INSTRUCTIONS FOR THE TASK - Please render the records as a two-column CSV with headers "text" and "answer", starting at the record containing "Task: set a dot on every instance of the asphalt" and ending at the end of the records. Give one row per record, with each value in a single quoted field and line breaks replaced by spaces.

»»

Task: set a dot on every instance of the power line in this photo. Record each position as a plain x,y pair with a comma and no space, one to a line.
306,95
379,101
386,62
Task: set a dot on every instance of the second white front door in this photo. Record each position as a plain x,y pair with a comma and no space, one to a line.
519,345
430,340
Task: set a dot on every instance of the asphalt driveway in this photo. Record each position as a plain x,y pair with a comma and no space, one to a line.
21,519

««

RESULT FOR THIS EXERCISE -
text,answer
"Task: set a dot on every instance of the asphalt driveway in this photo. Record each position as a plain x,y pair with a comma and no space, one to a line.","21,519"